> [SHORT TASK]
Take the line containing "Find the white bucket;" and every line after it to the end of the records, and copy them exactly, leaving out pictures.

--- BEGIN ---

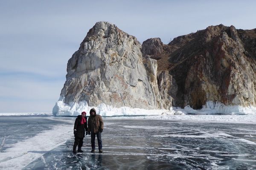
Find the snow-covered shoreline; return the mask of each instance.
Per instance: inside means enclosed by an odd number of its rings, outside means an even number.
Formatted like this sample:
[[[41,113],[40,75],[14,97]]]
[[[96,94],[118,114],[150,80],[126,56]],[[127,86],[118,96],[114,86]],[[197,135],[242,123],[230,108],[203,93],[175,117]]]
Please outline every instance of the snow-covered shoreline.
[[[79,103],[72,103],[69,105],[59,101],[52,109],[53,115],[57,116],[76,116],[82,111],[89,113],[92,108],[88,105],[86,101],[80,102]],[[180,108],[171,108],[169,110],[165,109],[146,110],[138,108],[129,108],[122,107],[119,108],[113,107],[102,103],[97,106],[93,107],[97,113],[105,116],[150,116],[160,115],[163,114],[168,115],[187,114],[193,113],[199,115],[207,115],[222,113],[231,115],[256,115],[256,107],[248,106],[244,107],[239,105],[226,106],[219,102],[207,102],[206,104],[200,110],[194,110],[189,106],[184,109]]]

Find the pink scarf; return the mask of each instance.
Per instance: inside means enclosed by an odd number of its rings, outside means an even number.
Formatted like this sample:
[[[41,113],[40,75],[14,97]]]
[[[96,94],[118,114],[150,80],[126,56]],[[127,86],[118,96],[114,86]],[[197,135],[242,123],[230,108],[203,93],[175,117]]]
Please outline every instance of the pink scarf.
[[[86,123],[86,119],[85,118],[82,117],[82,119],[81,119],[81,124],[84,125],[84,123]]]

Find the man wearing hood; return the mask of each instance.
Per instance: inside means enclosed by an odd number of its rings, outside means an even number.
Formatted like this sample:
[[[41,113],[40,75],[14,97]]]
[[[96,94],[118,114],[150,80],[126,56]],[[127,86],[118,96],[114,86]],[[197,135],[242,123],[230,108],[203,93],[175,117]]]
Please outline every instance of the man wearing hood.
[[[94,108],[91,109],[90,110],[90,117],[88,119],[88,134],[91,135],[91,153],[95,152],[95,136],[96,136],[99,153],[103,153],[101,133],[103,131],[103,121],[101,116],[96,114],[96,110]]]
[[[83,146],[83,140],[84,137],[85,131],[86,134],[88,134],[87,130],[87,118],[86,112],[84,111],[81,113],[81,115],[78,115],[75,121],[74,125],[74,135],[75,136],[75,142],[73,146],[73,153],[77,153],[77,152],[83,152],[81,147]],[[78,145],[78,150],[76,152],[76,146]]]

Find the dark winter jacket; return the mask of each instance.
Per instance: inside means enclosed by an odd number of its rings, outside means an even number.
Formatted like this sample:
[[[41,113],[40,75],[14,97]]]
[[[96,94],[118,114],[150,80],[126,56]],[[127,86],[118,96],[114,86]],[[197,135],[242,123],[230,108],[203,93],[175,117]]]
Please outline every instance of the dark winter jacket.
[[[82,119],[82,115],[78,115],[77,118],[75,121],[75,125],[74,125],[74,130],[76,130],[76,134],[75,137],[79,138],[84,138],[85,131],[87,131],[87,118],[84,117],[86,122],[84,124],[81,124],[81,120]]]
[[[92,110],[95,112],[95,115],[91,115]],[[101,129],[103,130],[103,121],[101,116],[97,115],[95,109],[92,108],[90,110],[90,115],[88,119],[88,131],[98,133]]]

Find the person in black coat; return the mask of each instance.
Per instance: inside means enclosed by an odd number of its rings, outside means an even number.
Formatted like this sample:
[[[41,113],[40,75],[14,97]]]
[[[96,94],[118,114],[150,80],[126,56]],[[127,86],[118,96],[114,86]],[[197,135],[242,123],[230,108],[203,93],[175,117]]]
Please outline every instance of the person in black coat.
[[[74,125],[74,135],[75,136],[75,142],[73,146],[73,153],[83,152],[81,149],[83,146],[83,140],[85,136],[88,134],[87,130],[87,118],[86,116],[86,113],[84,111],[81,113],[81,115],[78,115],[75,121]],[[76,146],[78,145],[78,150],[76,152]]]

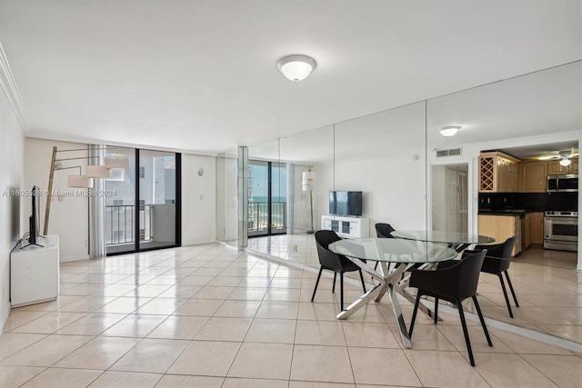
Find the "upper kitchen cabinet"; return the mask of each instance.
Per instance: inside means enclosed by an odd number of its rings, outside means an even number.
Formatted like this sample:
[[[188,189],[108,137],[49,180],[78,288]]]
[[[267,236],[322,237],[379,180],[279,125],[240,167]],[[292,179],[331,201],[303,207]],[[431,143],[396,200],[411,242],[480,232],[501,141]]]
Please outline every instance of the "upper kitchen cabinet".
[[[521,193],[546,193],[547,185],[547,162],[524,162],[521,164]]]
[[[548,175],[560,175],[566,174],[578,174],[578,158],[571,158],[570,170],[567,170],[566,167],[560,165],[559,160],[551,160],[547,162],[547,174]]]
[[[518,159],[502,153],[481,153],[479,193],[517,192],[518,164]]]

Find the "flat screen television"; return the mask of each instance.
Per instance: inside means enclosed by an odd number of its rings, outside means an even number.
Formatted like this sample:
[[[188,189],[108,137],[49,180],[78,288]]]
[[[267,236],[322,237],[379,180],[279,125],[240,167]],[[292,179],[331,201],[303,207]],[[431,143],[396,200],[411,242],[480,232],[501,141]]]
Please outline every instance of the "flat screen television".
[[[329,214],[362,215],[362,192],[329,192]]]
[[[40,245],[38,240],[38,202],[40,200],[40,189],[33,186],[30,196],[32,197],[32,214],[28,217],[28,245]],[[42,245],[40,245],[42,246]]]

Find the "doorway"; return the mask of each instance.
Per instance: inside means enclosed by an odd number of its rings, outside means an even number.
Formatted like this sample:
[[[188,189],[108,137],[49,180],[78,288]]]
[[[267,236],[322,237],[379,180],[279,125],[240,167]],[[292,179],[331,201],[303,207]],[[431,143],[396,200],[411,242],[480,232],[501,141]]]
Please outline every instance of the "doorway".
[[[112,148],[128,170],[105,180],[106,255],[180,245],[180,154]]]
[[[286,233],[286,164],[248,161],[248,236]]]
[[[432,166],[432,229],[468,232],[468,164]]]

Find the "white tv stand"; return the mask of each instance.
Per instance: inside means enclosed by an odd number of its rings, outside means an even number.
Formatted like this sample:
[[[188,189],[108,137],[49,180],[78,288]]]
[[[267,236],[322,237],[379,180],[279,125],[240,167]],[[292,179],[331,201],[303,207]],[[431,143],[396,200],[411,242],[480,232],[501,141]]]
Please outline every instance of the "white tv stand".
[[[321,229],[332,230],[340,237],[358,238],[370,236],[370,219],[322,215]]]
[[[43,246],[20,246],[10,254],[12,307],[54,301],[58,297],[58,235],[38,239]]]

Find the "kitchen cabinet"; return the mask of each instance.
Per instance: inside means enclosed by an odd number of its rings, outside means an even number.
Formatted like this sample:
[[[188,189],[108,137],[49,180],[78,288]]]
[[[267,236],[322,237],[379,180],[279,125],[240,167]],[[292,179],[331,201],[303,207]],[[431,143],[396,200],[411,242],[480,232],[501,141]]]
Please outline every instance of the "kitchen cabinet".
[[[517,236],[516,246],[511,253],[512,256],[521,252],[521,235],[519,227],[519,215],[487,215],[477,216],[479,224],[478,234],[495,239],[494,244],[501,244],[512,235]]]
[[[521,239],[524,242],[524,244],[522,244],[523,245],[523,249],[526,250],[527,248],[529,248],[529,245],[531,245],[532,244],[532,237],[534,234],[534,214],[533,213],[527,213],[526,214],[526,222],[525,222],[525,230],[521,231]]]
[[[532,235],[531,244],[544,244],[544,214],[542,212],[532,213]]]
[[[550,160],[547,162],[547,174],[548,175],[560,175],[565,174],[578,174],[578,158],[573,157],[570,159],[572,164],[570,164],[570,172],[567,173],[566,167],[560,165],[559,160]]]
[[[521,193],[546,193],[547,185],[547,162],[521,164]]]
[[[498,152],[479,156],[479,193],[517,192],[519,160]]]

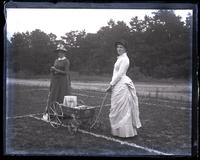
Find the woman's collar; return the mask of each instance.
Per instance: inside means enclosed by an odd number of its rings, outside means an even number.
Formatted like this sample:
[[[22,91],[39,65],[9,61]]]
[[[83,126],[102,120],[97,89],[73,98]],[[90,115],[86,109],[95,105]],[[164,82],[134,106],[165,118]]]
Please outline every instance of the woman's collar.
[[[64,59],[66,59],[66,57],[58,58],[58,60],[64,60]]]

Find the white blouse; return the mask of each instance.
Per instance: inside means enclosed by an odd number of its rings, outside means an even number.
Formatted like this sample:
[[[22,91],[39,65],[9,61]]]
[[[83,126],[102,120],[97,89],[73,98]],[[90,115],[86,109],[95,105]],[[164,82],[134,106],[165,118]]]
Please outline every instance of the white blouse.
[[[115,85],[122,77],[126,76],[129,67],[129,58],[127,53],[118,56],[113,69],[113,76],[110,85]]]

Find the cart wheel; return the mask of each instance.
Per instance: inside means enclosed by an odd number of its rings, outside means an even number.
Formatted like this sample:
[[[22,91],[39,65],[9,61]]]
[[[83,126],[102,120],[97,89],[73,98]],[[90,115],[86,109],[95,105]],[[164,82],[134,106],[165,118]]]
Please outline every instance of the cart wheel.
[[[49,122],[54,128],[58,128],[62,125],[61,118],[62,115],[62,108],[59,105],[58,102],[54,102],[49,108],[48,108],[48,115],[49,115]]]

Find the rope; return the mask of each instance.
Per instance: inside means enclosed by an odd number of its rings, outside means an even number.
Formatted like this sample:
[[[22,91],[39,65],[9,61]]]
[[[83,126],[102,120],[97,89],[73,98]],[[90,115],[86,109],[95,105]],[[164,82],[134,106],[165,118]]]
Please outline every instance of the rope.
[[[103,98],[103,100],[102,100],[102,103],[101,103],[101,106],[100,106],[98,115],[97,115],[97,117],[96,117],[94,123],[90,126],[90,129],[92,129],[92,128],[94,127],[94,125],[96,124],[96,122],[98,121],[99,116],[100,116],[100,113],[101,113],[101,110],[102,110],[102,108],[103,108],[103,105],[104,105],[104,102],[105,102],[107,96],[108,96],[108,92],[106,92],[106,94],[105,94],[105,96],[104,96],[104,98]]]

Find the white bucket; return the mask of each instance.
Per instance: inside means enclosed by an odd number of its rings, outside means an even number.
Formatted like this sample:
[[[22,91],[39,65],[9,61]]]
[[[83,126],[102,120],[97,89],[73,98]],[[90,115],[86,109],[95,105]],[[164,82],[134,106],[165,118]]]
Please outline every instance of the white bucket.
[[[77,96],[65,96],[63,100],[63,105],[67,107],[76,107]]]

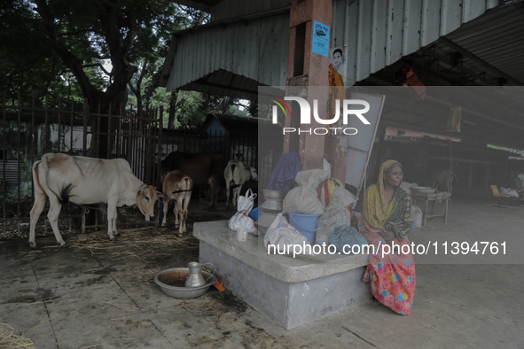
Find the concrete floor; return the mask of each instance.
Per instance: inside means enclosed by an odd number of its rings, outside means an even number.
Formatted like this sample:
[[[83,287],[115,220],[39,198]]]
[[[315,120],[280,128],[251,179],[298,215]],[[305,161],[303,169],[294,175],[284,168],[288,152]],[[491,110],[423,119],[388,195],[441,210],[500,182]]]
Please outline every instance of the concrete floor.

--- END ---

> [FULL SOLUTION]
Find the white bucket; return the mask of each instance.
Per instance: inside means enclosed by an odd number of its rings, outside means an even number.
Formatted like this sample:
[[[22,91],[39,65],[9,61]]]
[[[83,126],[102,120],[97,89],[73,98]],[[90,115],[86,109],[95,105]],[[164,82],[134,106],[165,118]]]
Please outline every instance of the white bucket.
[[[77,96],[65,96],[63,100],[63,105],[67,107],[76,107]]]

Find the concrete floor; return the mask of each instance.
Per instance: inside means enclosed by an odd number of its rings, outside means an even number.
Formatted like this sample:
[[[83,287],[115,220],[39,198]]]
[[[315,120],[280,128],[251,179],[298,215]],[[305,161],[303,169],[294,175],[284,168],[288,152]],[[491,110],[423,119],[388,195],[441,210],[500,182]]]
Please outline every instance of the concrete floor.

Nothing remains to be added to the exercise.